Document extract
If you’re craving something crispy, spicy, and incredibly satisfying, this Herb-Infused Spicy Fried Chicken recipe might just be your new favorite. Infused with a blend of aromatic herbs and a kick of heat, it’s perfect for a comforting dinner or a special occasion.
The backbone of this recipe is the chicken pieces, which absorb the flavors beautifully. The secret to their tenderness is a buttermilk marinade, which not only softens the meat but also adds a subtle tang. The flour creates that essential crispy coating, while paprika and cayenne pepper deliver a robust, spicy kick. Garlic powder and onion powder enhance the savory notes. The dried herbs, thyme and oregano, infuse the chicken with earthy, aromatic flavors. Finally, a touch of salt and black pepper brings everything together, while vegetable oil provides the frying medium for that golden-brown finish.
This spicy fried chicken pairs perfectly with creamy coleslaw or buttery mashed potatoes. For a refreshing contrast, serve with a crisp green salad or pickled vegetables. If you want to keep it classic, a side of cornbread never fails.

Referring expression pointing data
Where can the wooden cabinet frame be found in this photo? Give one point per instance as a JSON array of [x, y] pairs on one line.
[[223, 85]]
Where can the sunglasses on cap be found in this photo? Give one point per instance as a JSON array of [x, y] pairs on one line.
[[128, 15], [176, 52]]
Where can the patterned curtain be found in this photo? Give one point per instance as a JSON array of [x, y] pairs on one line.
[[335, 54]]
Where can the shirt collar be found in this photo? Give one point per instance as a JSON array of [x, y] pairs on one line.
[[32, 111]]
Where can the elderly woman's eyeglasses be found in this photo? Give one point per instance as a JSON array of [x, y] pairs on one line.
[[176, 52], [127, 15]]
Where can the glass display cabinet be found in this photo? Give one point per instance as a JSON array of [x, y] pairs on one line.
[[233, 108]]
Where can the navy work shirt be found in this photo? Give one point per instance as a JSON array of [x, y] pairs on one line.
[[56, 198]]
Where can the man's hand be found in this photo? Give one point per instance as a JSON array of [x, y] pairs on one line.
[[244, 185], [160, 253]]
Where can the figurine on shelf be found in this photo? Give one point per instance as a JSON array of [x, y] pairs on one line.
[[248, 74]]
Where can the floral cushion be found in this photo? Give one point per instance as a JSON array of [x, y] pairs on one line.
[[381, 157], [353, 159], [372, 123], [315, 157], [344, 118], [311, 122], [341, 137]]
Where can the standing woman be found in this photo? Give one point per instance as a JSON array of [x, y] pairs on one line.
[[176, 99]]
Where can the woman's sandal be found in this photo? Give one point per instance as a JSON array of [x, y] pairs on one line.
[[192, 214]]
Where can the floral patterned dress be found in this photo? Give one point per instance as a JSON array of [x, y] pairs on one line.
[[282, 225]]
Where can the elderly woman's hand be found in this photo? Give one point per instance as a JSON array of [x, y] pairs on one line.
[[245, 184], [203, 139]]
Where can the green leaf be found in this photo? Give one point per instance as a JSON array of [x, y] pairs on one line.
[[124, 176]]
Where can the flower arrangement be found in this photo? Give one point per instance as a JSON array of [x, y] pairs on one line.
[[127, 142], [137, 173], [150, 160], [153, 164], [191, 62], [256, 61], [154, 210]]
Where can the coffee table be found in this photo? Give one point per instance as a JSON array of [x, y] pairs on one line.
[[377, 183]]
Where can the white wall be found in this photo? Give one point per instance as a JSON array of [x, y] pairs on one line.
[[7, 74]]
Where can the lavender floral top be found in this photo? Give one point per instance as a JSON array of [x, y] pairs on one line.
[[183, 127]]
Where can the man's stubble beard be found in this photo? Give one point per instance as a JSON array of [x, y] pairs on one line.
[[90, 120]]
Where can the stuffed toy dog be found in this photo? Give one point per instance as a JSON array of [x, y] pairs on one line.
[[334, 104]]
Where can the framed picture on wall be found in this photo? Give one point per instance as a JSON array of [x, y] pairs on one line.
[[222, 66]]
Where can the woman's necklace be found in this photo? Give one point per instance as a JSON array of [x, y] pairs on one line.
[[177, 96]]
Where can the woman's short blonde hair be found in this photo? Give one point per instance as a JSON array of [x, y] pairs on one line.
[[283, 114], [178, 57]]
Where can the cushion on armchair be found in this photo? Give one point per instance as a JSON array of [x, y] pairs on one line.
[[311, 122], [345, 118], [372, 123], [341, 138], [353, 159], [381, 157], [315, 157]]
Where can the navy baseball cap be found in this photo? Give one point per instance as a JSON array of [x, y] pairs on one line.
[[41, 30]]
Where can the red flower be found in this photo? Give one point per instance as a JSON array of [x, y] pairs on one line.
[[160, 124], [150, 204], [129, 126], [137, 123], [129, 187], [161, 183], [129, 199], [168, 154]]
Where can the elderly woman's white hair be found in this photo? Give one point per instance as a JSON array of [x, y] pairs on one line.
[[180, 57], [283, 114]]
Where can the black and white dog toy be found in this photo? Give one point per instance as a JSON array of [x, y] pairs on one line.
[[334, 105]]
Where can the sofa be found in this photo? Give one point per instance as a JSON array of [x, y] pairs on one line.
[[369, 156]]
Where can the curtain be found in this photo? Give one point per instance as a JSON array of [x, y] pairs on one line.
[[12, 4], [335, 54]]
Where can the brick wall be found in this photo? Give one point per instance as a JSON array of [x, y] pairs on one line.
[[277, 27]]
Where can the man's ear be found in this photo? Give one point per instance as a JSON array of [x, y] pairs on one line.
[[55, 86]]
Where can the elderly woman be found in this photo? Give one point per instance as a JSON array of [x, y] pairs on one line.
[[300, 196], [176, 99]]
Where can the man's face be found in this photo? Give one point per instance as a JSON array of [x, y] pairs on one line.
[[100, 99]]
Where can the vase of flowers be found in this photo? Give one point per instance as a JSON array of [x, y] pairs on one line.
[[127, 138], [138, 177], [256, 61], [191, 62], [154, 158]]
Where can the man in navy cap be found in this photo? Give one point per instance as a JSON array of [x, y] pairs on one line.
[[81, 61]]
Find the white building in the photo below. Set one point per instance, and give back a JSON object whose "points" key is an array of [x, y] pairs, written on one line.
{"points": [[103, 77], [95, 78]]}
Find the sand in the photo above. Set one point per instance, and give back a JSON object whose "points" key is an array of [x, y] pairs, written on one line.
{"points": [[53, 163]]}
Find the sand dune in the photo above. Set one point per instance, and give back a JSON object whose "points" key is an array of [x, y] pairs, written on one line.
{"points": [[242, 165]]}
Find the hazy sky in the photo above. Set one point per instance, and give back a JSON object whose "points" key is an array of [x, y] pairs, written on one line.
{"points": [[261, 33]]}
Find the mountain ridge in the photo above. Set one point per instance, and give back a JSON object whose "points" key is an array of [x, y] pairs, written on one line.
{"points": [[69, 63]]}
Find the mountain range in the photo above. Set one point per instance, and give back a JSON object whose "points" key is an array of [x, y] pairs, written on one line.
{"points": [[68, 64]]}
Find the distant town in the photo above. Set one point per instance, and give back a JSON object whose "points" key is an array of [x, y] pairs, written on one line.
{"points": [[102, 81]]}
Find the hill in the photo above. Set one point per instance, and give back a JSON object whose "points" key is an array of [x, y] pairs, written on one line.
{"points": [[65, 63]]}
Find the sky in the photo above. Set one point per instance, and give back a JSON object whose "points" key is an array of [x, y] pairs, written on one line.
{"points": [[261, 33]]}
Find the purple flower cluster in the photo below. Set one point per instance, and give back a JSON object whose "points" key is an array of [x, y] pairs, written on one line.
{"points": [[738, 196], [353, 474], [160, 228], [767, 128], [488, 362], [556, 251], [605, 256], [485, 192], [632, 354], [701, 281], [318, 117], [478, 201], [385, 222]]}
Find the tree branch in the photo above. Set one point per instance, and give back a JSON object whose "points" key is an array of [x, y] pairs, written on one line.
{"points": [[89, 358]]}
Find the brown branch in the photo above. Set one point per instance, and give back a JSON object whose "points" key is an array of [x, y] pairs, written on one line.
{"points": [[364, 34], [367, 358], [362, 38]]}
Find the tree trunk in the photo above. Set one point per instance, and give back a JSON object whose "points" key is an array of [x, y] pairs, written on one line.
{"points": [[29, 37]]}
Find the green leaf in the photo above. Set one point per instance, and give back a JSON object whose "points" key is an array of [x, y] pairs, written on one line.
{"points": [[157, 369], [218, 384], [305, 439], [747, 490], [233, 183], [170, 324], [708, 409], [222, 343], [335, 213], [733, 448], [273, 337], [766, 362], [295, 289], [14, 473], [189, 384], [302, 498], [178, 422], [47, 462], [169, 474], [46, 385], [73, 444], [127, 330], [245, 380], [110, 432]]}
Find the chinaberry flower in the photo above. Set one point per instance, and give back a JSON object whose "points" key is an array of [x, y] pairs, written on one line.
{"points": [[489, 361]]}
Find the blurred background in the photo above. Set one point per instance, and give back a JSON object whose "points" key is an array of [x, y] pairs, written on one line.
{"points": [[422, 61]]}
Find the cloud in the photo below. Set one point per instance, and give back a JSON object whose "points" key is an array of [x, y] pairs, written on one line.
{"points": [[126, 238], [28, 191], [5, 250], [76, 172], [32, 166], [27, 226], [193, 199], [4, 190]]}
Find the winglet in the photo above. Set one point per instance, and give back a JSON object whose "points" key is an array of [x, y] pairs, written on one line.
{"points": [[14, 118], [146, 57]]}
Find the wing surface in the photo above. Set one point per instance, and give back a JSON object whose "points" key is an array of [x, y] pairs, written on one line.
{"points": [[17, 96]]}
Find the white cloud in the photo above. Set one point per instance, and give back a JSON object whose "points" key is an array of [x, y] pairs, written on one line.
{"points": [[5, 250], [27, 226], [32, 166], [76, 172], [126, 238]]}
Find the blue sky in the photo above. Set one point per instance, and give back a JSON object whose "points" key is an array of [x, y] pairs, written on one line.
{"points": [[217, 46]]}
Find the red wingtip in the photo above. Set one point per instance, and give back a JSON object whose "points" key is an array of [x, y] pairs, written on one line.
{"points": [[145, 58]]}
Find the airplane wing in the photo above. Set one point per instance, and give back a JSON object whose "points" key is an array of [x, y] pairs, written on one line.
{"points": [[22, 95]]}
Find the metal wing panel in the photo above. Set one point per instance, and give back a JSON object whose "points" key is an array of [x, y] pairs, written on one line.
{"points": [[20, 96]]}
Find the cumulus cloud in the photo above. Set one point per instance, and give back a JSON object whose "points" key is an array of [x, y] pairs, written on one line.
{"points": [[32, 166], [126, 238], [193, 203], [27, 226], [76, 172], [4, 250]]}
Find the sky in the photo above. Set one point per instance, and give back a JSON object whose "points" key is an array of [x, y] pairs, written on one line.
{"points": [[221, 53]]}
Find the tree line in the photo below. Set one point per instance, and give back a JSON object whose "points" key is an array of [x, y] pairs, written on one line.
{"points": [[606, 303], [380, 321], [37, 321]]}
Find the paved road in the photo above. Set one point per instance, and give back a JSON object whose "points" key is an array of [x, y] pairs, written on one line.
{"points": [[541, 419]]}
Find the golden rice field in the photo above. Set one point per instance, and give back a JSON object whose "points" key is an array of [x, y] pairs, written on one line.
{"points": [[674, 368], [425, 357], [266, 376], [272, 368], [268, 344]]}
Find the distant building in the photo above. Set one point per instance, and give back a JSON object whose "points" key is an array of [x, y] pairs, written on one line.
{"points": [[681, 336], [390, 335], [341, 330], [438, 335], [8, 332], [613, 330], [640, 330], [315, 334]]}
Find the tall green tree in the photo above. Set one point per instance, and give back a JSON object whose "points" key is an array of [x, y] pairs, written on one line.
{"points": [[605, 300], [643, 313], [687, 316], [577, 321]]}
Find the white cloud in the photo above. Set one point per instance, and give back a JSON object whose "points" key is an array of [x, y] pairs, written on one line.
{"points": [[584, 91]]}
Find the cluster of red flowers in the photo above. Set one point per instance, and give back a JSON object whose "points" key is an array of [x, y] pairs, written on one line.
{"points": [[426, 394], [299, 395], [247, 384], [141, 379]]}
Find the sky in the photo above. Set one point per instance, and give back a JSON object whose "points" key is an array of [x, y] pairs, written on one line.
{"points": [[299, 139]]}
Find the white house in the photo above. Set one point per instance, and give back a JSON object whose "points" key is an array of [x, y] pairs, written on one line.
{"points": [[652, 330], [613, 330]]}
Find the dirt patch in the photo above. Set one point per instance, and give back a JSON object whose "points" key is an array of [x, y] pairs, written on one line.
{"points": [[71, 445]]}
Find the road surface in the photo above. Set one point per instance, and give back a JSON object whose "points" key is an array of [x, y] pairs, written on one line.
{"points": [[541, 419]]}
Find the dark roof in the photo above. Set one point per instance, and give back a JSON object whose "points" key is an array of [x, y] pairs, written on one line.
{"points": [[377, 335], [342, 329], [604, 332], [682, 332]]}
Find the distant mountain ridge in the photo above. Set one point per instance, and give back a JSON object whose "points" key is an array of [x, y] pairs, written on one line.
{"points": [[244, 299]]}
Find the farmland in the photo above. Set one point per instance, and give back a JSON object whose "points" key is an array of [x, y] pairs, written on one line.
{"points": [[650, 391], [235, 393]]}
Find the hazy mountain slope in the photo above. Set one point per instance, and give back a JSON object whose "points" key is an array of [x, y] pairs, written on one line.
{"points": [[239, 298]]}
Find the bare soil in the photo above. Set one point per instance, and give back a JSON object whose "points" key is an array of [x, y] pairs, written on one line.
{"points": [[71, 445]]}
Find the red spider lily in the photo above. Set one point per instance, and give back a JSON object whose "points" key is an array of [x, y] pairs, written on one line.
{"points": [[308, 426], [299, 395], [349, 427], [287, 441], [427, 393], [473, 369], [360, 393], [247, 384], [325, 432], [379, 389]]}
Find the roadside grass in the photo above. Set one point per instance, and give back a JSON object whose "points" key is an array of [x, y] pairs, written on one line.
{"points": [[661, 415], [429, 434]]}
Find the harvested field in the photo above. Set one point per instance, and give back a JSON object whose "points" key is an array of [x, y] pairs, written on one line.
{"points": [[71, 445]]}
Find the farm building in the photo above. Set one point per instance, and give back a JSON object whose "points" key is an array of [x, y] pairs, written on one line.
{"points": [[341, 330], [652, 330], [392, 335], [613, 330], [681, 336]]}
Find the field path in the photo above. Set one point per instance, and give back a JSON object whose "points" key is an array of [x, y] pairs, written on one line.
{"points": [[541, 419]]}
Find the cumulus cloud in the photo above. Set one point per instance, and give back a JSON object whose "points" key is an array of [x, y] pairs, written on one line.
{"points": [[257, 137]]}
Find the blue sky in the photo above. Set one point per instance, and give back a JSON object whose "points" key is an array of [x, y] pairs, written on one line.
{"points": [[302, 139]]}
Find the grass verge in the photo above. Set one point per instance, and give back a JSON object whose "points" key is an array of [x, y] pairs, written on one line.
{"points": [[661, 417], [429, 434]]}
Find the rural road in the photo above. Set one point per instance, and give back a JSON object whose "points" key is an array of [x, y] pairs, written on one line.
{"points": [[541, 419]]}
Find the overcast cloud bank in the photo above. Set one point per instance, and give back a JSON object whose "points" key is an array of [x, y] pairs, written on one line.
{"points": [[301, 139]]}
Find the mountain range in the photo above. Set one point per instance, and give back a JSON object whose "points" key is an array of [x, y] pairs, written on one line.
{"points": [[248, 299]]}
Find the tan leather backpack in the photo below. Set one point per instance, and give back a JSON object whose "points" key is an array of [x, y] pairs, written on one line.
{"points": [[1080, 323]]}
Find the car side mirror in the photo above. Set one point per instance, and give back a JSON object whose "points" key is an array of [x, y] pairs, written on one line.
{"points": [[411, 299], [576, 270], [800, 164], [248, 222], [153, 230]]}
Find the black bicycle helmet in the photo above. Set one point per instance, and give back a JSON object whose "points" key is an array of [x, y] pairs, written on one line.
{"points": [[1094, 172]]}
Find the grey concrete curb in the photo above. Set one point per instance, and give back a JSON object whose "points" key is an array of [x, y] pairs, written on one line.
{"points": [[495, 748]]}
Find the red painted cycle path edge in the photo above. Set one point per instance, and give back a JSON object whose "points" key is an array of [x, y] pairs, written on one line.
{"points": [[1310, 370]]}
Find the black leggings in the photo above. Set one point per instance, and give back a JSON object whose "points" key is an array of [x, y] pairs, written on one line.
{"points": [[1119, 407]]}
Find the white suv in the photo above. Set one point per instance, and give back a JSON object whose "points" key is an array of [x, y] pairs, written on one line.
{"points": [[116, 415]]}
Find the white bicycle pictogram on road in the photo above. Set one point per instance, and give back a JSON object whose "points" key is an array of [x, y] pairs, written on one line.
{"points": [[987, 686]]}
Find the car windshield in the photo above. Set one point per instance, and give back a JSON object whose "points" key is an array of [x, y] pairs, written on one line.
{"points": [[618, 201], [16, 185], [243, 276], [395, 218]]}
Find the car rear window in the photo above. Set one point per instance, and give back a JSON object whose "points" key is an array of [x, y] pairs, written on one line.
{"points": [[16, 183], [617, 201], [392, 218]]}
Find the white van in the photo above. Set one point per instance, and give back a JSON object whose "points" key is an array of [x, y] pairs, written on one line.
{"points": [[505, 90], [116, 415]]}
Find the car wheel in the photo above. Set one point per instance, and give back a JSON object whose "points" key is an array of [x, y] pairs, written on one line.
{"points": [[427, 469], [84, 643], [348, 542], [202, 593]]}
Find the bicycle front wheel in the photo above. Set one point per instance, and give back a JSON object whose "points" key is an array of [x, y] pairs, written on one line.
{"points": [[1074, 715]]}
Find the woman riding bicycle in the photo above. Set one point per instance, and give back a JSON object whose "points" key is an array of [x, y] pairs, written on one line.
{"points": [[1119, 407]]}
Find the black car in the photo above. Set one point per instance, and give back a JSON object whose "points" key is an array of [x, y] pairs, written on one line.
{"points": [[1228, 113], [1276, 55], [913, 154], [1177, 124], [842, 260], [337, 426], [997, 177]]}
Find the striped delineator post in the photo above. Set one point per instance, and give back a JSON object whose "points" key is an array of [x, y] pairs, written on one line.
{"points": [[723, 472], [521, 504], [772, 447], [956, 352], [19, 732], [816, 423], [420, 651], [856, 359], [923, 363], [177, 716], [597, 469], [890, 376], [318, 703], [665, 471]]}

Work task
Give again the section of the fried chicken recipe from "This spicy fried" to "cornbread never fails.", word for word.

Response
This spicy fried chicken pairs perfectly with creamy coleslaw or buttery mashed potatoes. For a refreshing contrast, serve with a crisp green salad or pickled vegetables. If you want to keep it classic, a side of cornbread never fails.